(Dataset entries)
BEGIN

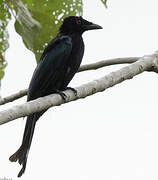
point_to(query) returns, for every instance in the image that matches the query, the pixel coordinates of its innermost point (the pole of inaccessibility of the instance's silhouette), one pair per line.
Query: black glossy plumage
(58, 64)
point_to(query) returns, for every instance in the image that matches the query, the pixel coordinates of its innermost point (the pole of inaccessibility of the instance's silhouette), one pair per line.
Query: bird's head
(77, 24)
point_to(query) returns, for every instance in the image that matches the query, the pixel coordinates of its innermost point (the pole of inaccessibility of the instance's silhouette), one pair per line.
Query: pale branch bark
(13, 97)
(145, 63)
(108, 62)
(85, 67)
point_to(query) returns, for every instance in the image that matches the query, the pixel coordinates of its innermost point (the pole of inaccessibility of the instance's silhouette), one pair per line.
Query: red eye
(78, 21)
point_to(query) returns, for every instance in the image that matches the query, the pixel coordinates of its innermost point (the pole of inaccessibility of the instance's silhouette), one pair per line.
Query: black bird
(58, 64)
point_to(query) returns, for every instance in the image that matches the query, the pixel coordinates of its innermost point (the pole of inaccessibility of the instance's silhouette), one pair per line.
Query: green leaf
(38, 21)
(4, 19)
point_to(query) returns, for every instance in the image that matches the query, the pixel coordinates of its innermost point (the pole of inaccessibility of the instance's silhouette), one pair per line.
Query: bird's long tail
(22, 153)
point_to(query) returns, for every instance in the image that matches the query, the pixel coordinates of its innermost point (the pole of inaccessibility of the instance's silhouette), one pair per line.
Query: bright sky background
(112, 135)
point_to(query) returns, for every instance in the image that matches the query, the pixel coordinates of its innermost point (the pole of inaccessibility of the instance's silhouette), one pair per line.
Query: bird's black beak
(91, 26)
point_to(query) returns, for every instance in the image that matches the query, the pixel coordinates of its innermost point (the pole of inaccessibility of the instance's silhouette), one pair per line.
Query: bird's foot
(72, 89)
(63, 95)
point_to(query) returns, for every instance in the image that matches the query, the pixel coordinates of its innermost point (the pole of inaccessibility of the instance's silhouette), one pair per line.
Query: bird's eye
(78, 21)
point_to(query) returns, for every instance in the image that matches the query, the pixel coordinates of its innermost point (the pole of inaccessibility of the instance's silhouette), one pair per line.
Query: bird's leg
(72, 89)
(63, 95)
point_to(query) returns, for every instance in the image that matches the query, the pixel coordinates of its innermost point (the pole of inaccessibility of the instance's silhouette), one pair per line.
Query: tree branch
(145, 63)
(85, 67)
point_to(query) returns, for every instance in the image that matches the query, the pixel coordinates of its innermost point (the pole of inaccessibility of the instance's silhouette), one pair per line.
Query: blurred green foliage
(5, 16)
(37, 22)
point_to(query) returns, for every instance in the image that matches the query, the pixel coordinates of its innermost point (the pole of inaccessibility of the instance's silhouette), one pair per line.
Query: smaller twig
(85, 67)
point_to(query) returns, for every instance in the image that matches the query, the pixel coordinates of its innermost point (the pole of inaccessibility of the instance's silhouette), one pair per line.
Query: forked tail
(22, 153)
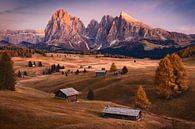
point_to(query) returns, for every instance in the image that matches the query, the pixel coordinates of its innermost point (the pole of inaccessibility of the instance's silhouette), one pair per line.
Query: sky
(172, 15)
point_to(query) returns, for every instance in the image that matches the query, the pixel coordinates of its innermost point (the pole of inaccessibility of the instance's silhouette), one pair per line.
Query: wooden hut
(69, 94)
(118, 72)
(101, 73)
(122, 113)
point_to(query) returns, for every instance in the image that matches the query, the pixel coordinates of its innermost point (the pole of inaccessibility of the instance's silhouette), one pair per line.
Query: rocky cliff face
(126, 28)
(65, 30)
(18, 36)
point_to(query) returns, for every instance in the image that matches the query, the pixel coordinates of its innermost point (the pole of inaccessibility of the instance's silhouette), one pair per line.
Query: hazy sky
(173, 15)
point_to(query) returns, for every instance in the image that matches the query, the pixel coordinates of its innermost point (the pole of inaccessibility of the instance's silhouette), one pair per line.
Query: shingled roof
(121, 111)
(69, 91)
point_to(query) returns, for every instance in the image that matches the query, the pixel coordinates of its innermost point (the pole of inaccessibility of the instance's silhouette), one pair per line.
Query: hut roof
(69, 91)
(121, 111)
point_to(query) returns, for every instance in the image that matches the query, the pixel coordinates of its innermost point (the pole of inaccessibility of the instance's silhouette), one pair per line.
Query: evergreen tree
(7, 76)
(90, 95)
(141, 99)
(113, 67)
(124, 70)
(30, 64)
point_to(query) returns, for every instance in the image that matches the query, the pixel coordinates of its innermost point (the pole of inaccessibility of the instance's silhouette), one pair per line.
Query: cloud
(22, 5)
(14, 10)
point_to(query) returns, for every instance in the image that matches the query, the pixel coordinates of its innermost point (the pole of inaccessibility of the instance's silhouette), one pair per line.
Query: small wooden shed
(69, 94)
(118, 72)
(101, 73)
(122, 113)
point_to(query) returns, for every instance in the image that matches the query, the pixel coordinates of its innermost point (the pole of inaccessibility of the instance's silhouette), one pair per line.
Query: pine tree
(141, 99)
(124, 70)
(90, 95)
(7, 76)
(113, 67)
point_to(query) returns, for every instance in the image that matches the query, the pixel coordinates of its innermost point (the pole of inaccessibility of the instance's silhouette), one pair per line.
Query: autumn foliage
(141, 99)
(171, 77)
(113, 67)
(7, 75)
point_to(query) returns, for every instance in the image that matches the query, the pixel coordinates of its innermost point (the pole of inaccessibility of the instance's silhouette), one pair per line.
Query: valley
(35, 102)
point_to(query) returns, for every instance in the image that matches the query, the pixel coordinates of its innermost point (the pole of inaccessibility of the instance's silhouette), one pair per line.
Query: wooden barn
(122, 113)
(118, 72)
(101, 73)
(69, 94)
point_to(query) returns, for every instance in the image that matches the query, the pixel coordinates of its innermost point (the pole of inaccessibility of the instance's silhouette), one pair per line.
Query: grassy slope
(121, 89)
(28, 108)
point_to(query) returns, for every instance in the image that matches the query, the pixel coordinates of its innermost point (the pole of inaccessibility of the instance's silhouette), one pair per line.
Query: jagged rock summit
(65, 30)
(70, 32)
(128, 18)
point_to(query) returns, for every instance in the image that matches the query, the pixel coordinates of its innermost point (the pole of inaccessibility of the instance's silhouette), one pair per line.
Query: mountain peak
(128, 18)
(61, 13)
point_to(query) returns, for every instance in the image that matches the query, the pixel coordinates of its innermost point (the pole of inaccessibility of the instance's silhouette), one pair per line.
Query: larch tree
(171, 77)
(7, 75)
(113, 67)
(141, 99)
(124, 70)
(90, 95)
(180, 73)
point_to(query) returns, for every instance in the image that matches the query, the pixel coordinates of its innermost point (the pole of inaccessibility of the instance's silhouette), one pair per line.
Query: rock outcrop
(65, 30)
(70, 32)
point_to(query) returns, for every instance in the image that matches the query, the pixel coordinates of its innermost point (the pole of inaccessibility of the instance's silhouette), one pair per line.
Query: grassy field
(34, 101)
(27, 108)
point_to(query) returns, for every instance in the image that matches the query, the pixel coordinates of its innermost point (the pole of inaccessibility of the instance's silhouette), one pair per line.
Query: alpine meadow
(101, 64)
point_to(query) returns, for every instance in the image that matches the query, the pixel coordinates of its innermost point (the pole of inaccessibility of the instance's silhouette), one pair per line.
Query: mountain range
(111, 34)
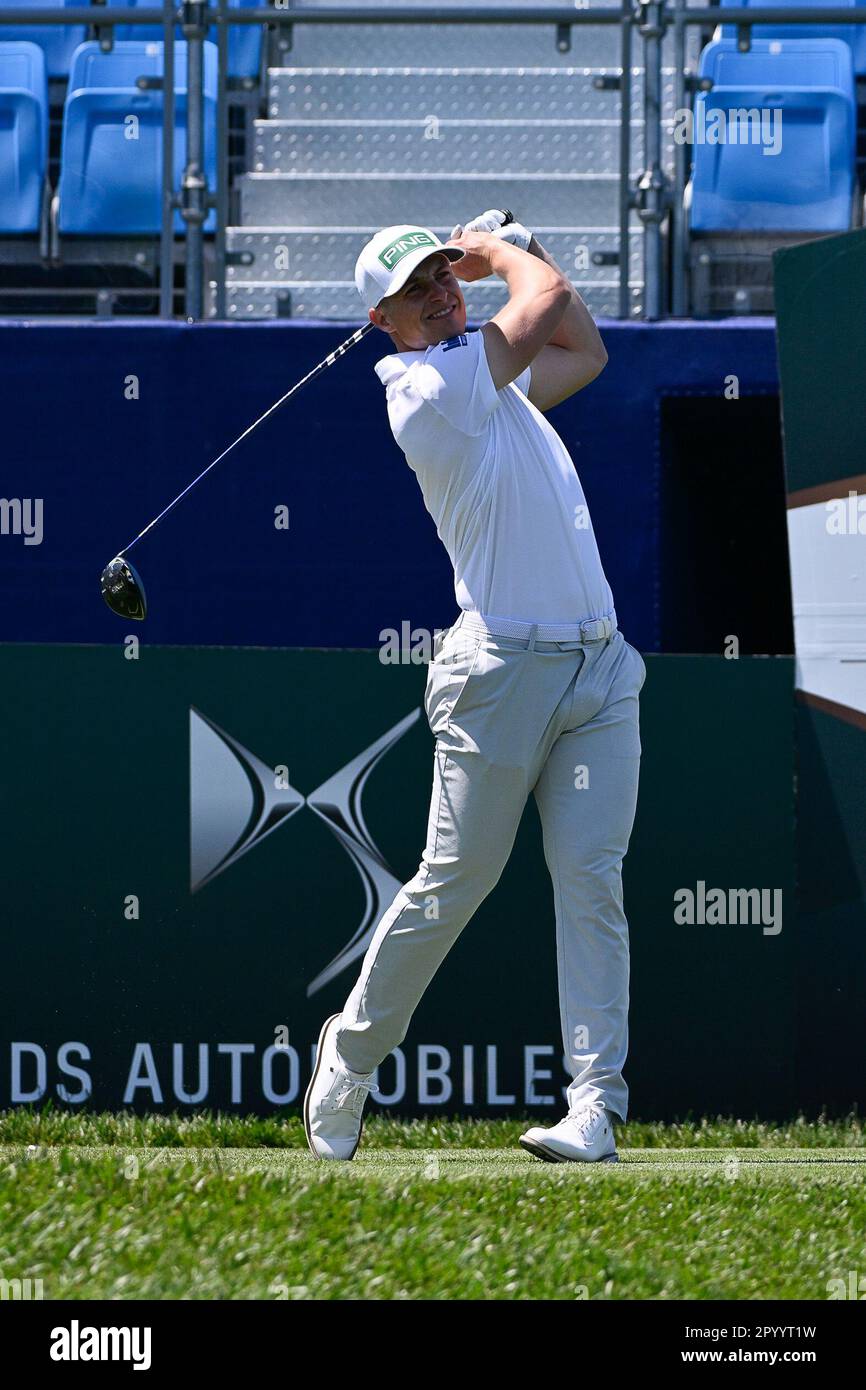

END

### Your task:
Exactly as they stand, retype all the entries, but omit the pictures.

### Exercise solution:
point_to(query) returns, for every instance in the image that matches the query, the pixel coordinates of its innermost point (the pole of inaccessibility of the instance's silhouette), one pair per line.
Query: black glossy plumage
(58, 64)
point_to(query) returns, for every instance in the image that matches the query, the pixel coordinates of its innermost point (the pole of inaccessibility of the instance's silhouette), one pair per line.
Query: bird's head
(77, 24)
point_to(query) returns, for every instance in the image that matches the query, the pixel coordinates of its innermost point (the pole of inaccessibility of the instance's silhouette), one pair per line.
Query: pale branch bark
(13, 97)
(145, 63)
(108, 62)
(85, 67)
point_to(query) returns, for every instance in the image that matches the query, the pixel coordinates of its innermost point (the pole of inaccessibility of the instance's silhouette), one pair per line.
Query: red eye
(78, 21)
point_to(query) returns, for every instance in the image that matches the query, the pixel coordinates of its innermost point (the pole of inaccessibility of the instance's silhouette), one pair per line.
Query: black bird
(58, 64)
point_to(query) returns, for every instance in the image that matches the query, the pixel coordinates of its innermost point (the pole of inaccessibility of the instance's silhouette), one pair per line.
Query: green leaf
(38, 21)
(4, 19)
point_to(query) returns, for every instance in the image that matches the query, the pixel coordinates of its innermost point (the pole of inaccessibility of the instance's silhouette), one pair per line.
Query: bird's long tail
(22, 153)
point_to(query) returns, for every instance in the image that matches the query, the pixel coordinates of its innermost point (the pole of inaccessibility of the instance's silhouette), one pair per line.
Query: bright sky background
(112, 135)
point_to(query) returns, for every instance in the image that matches the query, the pixel coordinates of its innermost point (the pole of inaccessibility of the instance's silhouette), one pair per line.
Query: bird's black beak
(91, 26)
point_to(query) returns, for every instance in the image that matches the query, the pixel coordinates of its innermost point (the pole of inaccessibility of the instance's silhouette), one pair per line.
Query: bird's foot
(72, 89)
(63, 95)
point_to(query) returns, for every instance in the image that matches the query, the pixel coordinates of its innermost point (the pole of inaccessibility of the instance's silhouette), one pair per line.
Query: bird's eye
(78, 21)
point_to(query) returns, for every instance in the image that matches the query, the pixel coordinates of its innermost point (the pole of inaccessibility of the instance's silhouette), one pair per line.
Query: bird's leg
(72, 89)
(63, 95)
point_to(query) returns, for every instance in the image that matches the query, the pixel coordinates of its innermost point (the pole of inaccessibility of the instance's silhouette), one pair per line.
Query: tree branch
(145, 63)
(85, 67)
point_to(query) returns, for every instance in the image that matches the query, the pixel coordinates of its innermost point (the pole of inaccessibility of the instance's silhouette), one pair per line.
Query: blurred green foliage
(5, 16)
(37, 22)
point_to(query) returns, for every instance in the image that matches the query, the pixel coordinates of its innermost point (the pole of inaccessibility of the instance's silhouette), one pair per line.
Query: smaller twig
(85, 67)
point_to(query) returns, for every instance in the image that matches the query, the pixel coordinates of its innermost point (the pole of inaccessibility of the instance's silhouette), one pair per line.
Query: forked tail
(22, 153)
point_to(query) returns, for every instance in the image that matches the query, the pixel coordinates of its innermost point (the pole of inaccessibility of the instance's silhouette), one pair per line.
Query: sky
(172, 15)
point_to(query) returns, for every instance in the image that matches the query, the pixel coordinates of its innermost point (the pole of inaccessibility of the instance's silhouette), one pair per line.
Query: wooden hut
(69, 94)
(118, 72)
(101, 73)
(122, 113)
point_to(query) returns, for every instance in the image that matches the query, the pixel coordinates of its innermost point (the pole of inaccessibility of the instance's silhouette), one pair per line.
Query: rocky cliff face
(126, 28)
(65, 30)
(18, 36)
point_to(query) returns, for every instance in the image that matches the query, the pixel coordinates of its innermost point (the pole of inaccessibility of the instance's silhouette), one pair per line.
Query: hazy sky
(173, 15)
point_to(query) returns, for every instance in the image that matches the query, the pixel coordinates of its innermost point (the pole of inaccessibility of the instance's silhouette), one pair per line.
Query: shingled roof
(121, 111)
(69, 91)
point_to(query) returns, for every instance in the image that matches the query, the pixel coordinates of its innermost point (the pole of inaccessibility of the instance's silhouette), one pair per line.
Query: hut roof
(69, 91)
(121, 111)
point_to(query) returns, for every instance in the image that matches the query, the pixel coordinates of its innermost point (the pole of inaccessibility of the instance's silhouette), one pair per line.
Query: evergreen tree
(7, 76)
(90, 95)
(141, 99)
(113, 67)
(124, 70)
(30, 64)
point_to(query) returns, for every instance in the image that matches the query, the pixel coordinates of its innermost point (the pole of inaccessibility of the instance's silhouette), one pair per line.
Query: cloud
(22, 5)
(14, 10)
point_to(query) returns, for every instance in the image that matches the query, the pixel coordinates of its innermost point (the pole of inaccessibility of the instance's silhouette), one pair per line.
Query: small wooden shed
(69, 94)
(118, 72)
(101, 73)
(122, 113)
point_to(query) returns, for every instance in the image that matches the query, the pixel coordinates of its innermost point (the pole of inaccessibility of the instance's silhouette), one pair per line.
Query: pine tree
(141, 99)
(124, 70)
(90, 95)
(7, 76)
(113, 67)
point_to(query) returns, for every instance in the image that matches the query, the pixel coordinates of its innermost point (the pole of inaccessibility of the instance's silhouette), one pair per line.
Query: autumn foliage
(141, 99)
(171, 77)
(113, 67)
(7, 75)
point_to(query) returns, for every instance in the image that matches the query, the pixel coordinates of its innermost point (the pole of inaccessibility of the instance's silhouette), one pair per line.
Query: valley
(35, 102)
point_to(query) returns, for every instance in the image that matches the query, the pixel coordinates of its innermost point (the pole of inaccessibility of the instance's silhouette), one pair per line.
Query: wooden barn
(122, 113)
(118, 72)
(101, 73)
(69, 94)
point_to(query) returns, for every instance in the image that matches the query, the pixel coordinates of its innermost point (the pole of inaccessibility of the instance's silhouette), one pair per line.
Query: grassy slope
(121, 89)
(28, 108)
point_to(query) returns, for every instance in the image that matches the query, the pixel coordinates of its innermost point (the pole of inaccessibility of the instance's silhouette), one pair per line.
Query: jagged rock summit
(65, 30)
(70, 32)
(128, 18)
point_to(query) returns, for every instance in the image that matches the query, the pixel coordinates of its innermost point (the pole of inaccessibility of the instance's silhouette), one pair per line.
Query: mountain peak
(128, 18)
(61, 13)
point_to(query) returns, for every instance in the image that matches the query, the pixel coordinates of its innermost point (the pole of inaccessibility of the instance's silhouette), one pair per line.
Query: larch tree
(171, 77)
(7, 75)
(113, 67)
(141, 99)
(124, 70)
(90, 95)
(180, 73)
point_to(query) returns, for every instance in the image that matches the query, the pixel coordinates of its innermost point (the pole of inaccessibility of the instance's silhouette), one pair per line.
Query: rock outcrop
(65, 30)
(70, 32)
point_to(query) returns, for every instance in the image that matches the query, the pixel coordinates of its innermost point (the pole of inaccessibility of the instance's silhouette), one pair per line.
Query: grassy field
(34, 101)
(27, 108)
point_to(query) returns, for every instance in the image that matches the query, the pixel coordinates of its innermost point (the pole of inaccessibility of the instance's silhouette), one pair per line.
Query: alpine meadow
(101, 64)
point_to(query) returns, for every instance in the image that matches the query, the pixel coordinates of its innermost point (the pole of inaccessibility of the instance's silhouette), one pair per line.
Query: mountain range
(111, 34)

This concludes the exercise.